Document extract =>
[Start of section]
Significant challenges have been levied against these Revival Fellowship doctrines by critics who are theologians with appropriate training in the science of biblical interpretation, or exegesis. They challenge what they believe is an uncritical and subjective approach to the interpretation of key Bible passages within the Revival Fellowship.

===Miracles===
The Revival Fellowship believe in miracles from God, and many claim to have experienced miraculous healings. Testimonies, consisting largely of stories about receiving the Holy Spirit and claims of healings and miracles, are often shared in fellowship meetings and publications.

The Revival Fellowship has representation in various Third World countries, including Papua New Guinea, where there are unverified claims of its members being healed of HIV/AIDS and being raised from the dead.

===Bible Prophecy and Other Topics===

The Revival Fellowship preaches a form of historicist interpretation of Bible prophecy, and holds to the ahistoric mid-twentieth century British-Israel religious theory as a crucial means of interpreting Bible prophecy, while denying its fundamentally racist elements.
[End of section]
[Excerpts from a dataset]
[Start of section]
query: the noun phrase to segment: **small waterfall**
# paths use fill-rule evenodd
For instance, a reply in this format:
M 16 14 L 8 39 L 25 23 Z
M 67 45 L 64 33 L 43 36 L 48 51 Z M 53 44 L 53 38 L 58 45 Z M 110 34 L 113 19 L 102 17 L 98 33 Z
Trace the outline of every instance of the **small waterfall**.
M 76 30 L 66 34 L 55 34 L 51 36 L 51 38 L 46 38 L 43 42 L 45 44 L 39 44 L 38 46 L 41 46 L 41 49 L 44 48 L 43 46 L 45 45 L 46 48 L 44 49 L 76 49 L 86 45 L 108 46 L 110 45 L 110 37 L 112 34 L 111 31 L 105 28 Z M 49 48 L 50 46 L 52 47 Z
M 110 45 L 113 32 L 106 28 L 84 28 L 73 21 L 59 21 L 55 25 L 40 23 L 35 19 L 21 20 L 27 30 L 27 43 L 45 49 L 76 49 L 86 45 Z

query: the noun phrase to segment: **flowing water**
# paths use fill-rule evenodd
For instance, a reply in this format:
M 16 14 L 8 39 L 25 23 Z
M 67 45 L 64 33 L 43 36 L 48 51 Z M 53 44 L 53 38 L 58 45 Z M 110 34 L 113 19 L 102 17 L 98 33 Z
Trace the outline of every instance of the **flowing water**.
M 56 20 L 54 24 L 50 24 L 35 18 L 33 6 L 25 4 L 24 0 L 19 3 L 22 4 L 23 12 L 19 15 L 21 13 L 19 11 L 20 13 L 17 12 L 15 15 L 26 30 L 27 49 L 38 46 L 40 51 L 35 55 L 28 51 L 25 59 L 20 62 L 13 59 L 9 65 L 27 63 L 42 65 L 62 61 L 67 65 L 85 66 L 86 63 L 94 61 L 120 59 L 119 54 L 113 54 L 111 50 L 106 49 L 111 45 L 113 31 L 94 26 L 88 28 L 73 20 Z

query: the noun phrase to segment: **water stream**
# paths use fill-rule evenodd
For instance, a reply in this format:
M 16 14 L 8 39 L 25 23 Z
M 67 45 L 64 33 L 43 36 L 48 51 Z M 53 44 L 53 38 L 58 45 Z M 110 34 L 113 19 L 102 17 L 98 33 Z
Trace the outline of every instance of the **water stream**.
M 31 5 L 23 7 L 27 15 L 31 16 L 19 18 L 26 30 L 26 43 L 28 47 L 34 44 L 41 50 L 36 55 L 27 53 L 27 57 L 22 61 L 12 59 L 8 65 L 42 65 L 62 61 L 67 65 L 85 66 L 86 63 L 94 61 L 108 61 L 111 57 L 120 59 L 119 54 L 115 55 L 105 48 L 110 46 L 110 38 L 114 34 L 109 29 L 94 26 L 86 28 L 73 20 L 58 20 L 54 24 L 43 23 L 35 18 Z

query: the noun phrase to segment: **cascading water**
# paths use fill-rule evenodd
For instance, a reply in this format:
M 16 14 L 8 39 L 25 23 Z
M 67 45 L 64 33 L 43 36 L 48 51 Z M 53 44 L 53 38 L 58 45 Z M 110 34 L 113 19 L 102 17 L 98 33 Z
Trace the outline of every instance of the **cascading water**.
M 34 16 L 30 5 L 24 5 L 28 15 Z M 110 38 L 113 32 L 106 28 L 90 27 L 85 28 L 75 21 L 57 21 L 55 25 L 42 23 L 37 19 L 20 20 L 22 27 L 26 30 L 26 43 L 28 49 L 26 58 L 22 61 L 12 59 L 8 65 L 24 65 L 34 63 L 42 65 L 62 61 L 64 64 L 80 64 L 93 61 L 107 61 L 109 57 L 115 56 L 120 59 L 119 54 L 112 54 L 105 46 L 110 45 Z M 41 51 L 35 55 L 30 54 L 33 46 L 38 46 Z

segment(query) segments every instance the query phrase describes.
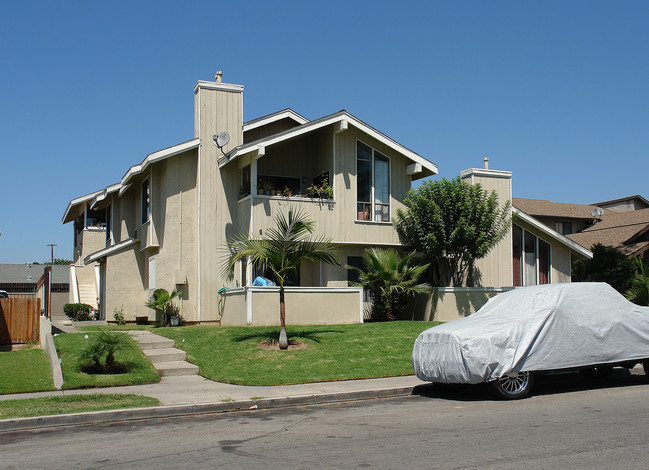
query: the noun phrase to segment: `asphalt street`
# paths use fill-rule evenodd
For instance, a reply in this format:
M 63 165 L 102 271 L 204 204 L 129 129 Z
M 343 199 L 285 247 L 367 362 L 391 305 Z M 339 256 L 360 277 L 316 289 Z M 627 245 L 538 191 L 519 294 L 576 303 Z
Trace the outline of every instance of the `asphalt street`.
M 644 376 L 537 381 L 529 399 L 482 387 L 272 410 L 0 433 L 0 467 L 649 467 Z

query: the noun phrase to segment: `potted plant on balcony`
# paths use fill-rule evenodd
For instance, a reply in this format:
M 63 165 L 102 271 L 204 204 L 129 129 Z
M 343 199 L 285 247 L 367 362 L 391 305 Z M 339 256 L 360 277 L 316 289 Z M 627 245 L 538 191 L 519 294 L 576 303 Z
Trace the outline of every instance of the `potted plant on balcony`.
M 318 186 L 312 184 L 306 188 L 306 194 L 310 198 L 320 198 L 320 199 L 333 199 L 334 198 L 334 188 L 329 185 L 329 179 L 325 176 L 322 179 L 322 185 Z

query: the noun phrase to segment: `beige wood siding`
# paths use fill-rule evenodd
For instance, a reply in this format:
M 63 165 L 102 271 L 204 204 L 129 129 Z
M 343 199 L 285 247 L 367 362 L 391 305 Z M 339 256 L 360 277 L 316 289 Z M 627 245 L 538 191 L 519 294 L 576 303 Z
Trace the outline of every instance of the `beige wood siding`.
[End of section]
Problem statement =>
Extend the text on the Revival Fellowship beyond its last sentence.

Expected answer =>
The British Israel theory of racial and national identity has been discredited on biblical, historical, ethnological, philological, linguistic and archaeological grounds, but it remains an important point of belief for the Revival Fellowship. Critically, the British Israel message was racially motivated from its invention in the 18th century, and consolidation in the 1850s. It provided a justification for the colonial expansion of the British Empire, and was promoted in earnest within the Church of England after the Second World War to bolster the belief that Great Britain and her dominions were favored by God, in spite of the rapidly declining influence of said Empire.

==Criticism==

Criticism of the Revival Fellowship tends to focus on two broad areas: the substance of their teaching, and the way they have treated former members.

Several novel beliefs shunned by historians, mathematicians and Christian theologians alike, including Bible Numerics, British Israel and Pyramidology are uncritically accepted and taught in the Revival Fellowship.

Concerns have been raised about the use of guilt, fear, shame, financial predation and mind control, and of church activities occupying members time to the extent they had little opportunity to spend time with family members outside of the group. Other concerns raised by current and former members included that group members are unable to criticize or question the leaders in any way for fear of being disfellowshipped, nor are they allowed to associate with people who attend other churches. From 2025 onwards the Revival Fellowship's Council of Pastors has taken steps to actively prevent dictatorial and controlling leadership styles, including the dismissal of pastors who refused to change their approach.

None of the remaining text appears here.